Word for word, transcribe the lines below and drop the pictures.

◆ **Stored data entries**
>>>>>

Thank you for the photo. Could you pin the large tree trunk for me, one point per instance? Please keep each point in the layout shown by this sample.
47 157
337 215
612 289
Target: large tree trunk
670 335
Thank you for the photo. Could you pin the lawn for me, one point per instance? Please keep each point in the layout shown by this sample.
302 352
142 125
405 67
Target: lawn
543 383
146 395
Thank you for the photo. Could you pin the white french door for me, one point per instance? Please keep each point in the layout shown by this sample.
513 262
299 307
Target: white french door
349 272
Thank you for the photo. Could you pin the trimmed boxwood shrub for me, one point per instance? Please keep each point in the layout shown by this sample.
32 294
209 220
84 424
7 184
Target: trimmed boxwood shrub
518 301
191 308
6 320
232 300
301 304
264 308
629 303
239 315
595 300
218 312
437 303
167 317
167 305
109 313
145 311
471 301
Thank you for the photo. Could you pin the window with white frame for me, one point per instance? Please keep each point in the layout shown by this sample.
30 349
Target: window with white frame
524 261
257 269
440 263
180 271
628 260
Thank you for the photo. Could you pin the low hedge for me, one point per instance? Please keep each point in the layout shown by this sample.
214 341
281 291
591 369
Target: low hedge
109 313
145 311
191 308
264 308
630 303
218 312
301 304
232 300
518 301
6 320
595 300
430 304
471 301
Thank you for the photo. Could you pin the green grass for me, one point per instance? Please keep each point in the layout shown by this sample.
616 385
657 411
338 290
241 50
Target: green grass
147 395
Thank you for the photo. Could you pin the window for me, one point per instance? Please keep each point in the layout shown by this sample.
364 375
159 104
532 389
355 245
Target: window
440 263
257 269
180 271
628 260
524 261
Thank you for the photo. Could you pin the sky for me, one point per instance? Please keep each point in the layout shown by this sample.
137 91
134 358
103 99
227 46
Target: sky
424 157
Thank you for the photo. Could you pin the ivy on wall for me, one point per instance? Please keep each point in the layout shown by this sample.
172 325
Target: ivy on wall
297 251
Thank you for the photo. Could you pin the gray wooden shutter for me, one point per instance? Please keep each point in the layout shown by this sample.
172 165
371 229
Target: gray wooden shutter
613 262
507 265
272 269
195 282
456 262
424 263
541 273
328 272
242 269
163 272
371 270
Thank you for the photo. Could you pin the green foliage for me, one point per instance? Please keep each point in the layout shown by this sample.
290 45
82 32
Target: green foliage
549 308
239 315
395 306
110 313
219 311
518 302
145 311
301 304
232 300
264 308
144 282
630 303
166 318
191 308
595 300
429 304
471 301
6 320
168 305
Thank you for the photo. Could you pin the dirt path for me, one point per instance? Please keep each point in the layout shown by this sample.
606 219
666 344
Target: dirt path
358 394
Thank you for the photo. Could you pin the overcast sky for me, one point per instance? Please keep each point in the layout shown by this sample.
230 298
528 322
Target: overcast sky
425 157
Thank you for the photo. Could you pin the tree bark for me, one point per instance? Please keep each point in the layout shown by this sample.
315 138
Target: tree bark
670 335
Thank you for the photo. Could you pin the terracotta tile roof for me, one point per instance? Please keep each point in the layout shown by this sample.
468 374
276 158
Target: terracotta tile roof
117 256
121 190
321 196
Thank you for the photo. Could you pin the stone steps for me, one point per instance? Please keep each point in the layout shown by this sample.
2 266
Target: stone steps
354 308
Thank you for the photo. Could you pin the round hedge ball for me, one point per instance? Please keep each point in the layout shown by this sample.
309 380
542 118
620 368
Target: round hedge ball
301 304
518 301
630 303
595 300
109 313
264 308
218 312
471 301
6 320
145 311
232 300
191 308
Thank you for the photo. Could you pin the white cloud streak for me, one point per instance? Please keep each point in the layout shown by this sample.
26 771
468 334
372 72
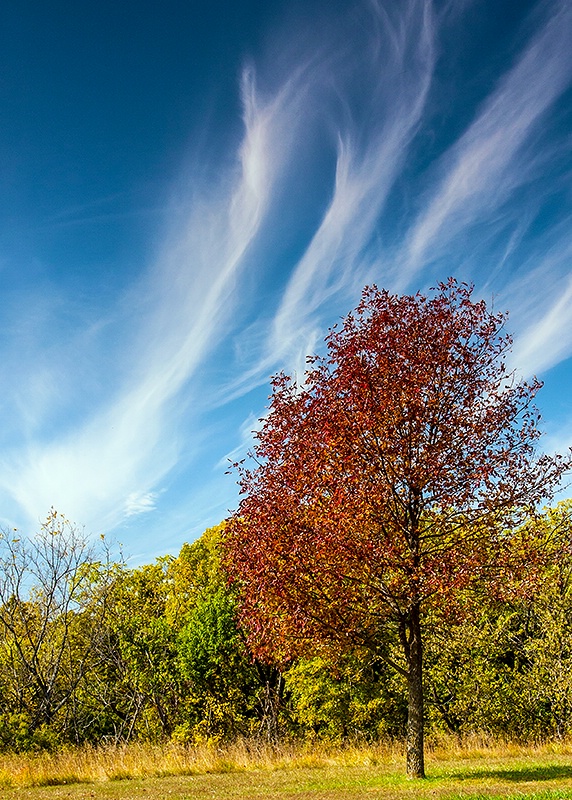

<<<<<

◆ **Result for this exercise**
Thank you for the photo. Could you pin the large tree trunk for me, one point per instance? Please keep each point in the layout shown by this sample.
47 157
337 215
612 289
Target: large tree trunk
670 335
Thank you for the photo. Could you pin the lawn for me, one point per instance? Please keep each point in the layout shown by this sample.
302 352
142 125
405 67
Target: lawn
543 383
146 395
Thank you for the photo. Could you pin the white french door for me, one point per instance? Please keep each point in the layout shown by this sample.
513 262
299 307
Target: white french door
349 272
Thank you for the photo. Could you pin the trimmed boxwood shrub for me, one point per instance? Please keep each point in the layout shown by this sample.
32 294
209 220
84 424
7 184
Target: trimmed boxwood shrub
518 301
191 308
6 320
232 300
301 304
264 308
629 303
239 315
595 300
218 312
437 303
167 317
167 305
109 313
145 311
471 301
Thank you for the photo. Could you pin the window with white frame for me, one point per instance? Please keep each point in the layout shown by this sample.
30 349
Target: window with white frame
524 261
257 269
440 263
180 271
628 260
Thank you for the photo. Could you pin the low hedge for me, one point per instance? Please keep each point in the layout shown by this sample.
214 341
281 291
591 369
Target: low hedge
109 313
145 311
191 308
264 308
630 303
218 312
301 304
232 300
518 301
6 320
595 300
430 304
471 301
Thank you for the photo. Could you pin the green grass for me, one point per instance? Please keep each point in the layout shown by this sample.
616 385
657 411
338 290
241 50
Target: green grass
147 395
Thank you for the photo. Could you pin the window for me, one point per instance? Please keep each point in the layout shown by this sample.
364 375
159 104
532 389
355 245
Target: window
440 263
257 269
180 271
628 260
524 261
Thank you for the photo. Could you pin the sky for me, one point per instance? Please keep each point in the layout shown by this sample.
137 91
134 358
103 99
227 46
Target: sky
424 157
Thank you for the photo. Could you pin the ivy on wall for me, one point per instance? Please keep each point in the layout shown by this sample.
172 325
Target: ivy on wall
297 251
Thank you for the photo. Could you pin the gray wooden shutter for me, one point per instance? Please keep each point in the layout shown by this sample.
172 165
371 229
Target: gray wooden shutter
613 262
507 265
272 269
195 282
456 262
424 263
541 273
328 272
242 269
163 272
371 270
Thank you for the photo. Could you pin the green foliage for me, one point per instance? Please keep each point in the layout shown by this sample.
290 45
82 32
Target: green foliage
549 308
239 315
395 306
110 313
219 311
518 302
145 311
301 304
232 300
264 308
144 282
630 303
166 318
191 308
595 300
429 304
471 301
6 320
168 305
Thank you for the photo. Could you pin the dirt path for me, one point per instance? Please keep each point in the layout shown by this sample.
606 219
666 344
Target: dirt path
358 394
Thank you for the photo. Could you pin the overcast sky for me, one point per instance? Please keep each point in the layout shown by this sample.
230 298
528 322
Target: overcast sky
425 157
Thank you for the photo. Could you pin the tree bark for me, one point per instance? Please keep each point in the layout shown by this sample.
315 138
Target: tree bark
670 335
Thank you for the photo. Could you pin the terracotta tile roof for me, one point per instance? Please keep each point in the layout shown by this sample.
468 374
276 158
Target: terracotta tile roof
117 256
121 190
321 196
Thank you for the photo. Could you pin the stone steps for me, one point per instance? Please keep each point in the layout shown by this sample.
2 266
Target: stone steps
354 308
Thank you for the photo. Could you pin the round hedge ball for me, one point per instance? Please keep each point in the layout shown by this sample.
309 380
542 118
620 368
Target: round hedge ball
301 304
518 301
630 303
595 300
109 313
264 308
218 312
471 301
6 320
145 311
232 300
191 308
Thank you for the photo. Could you pin the white cloud streak for me, one point per instance? Please keep each point in the layout shown by this sample.
26 771
468 334
372 72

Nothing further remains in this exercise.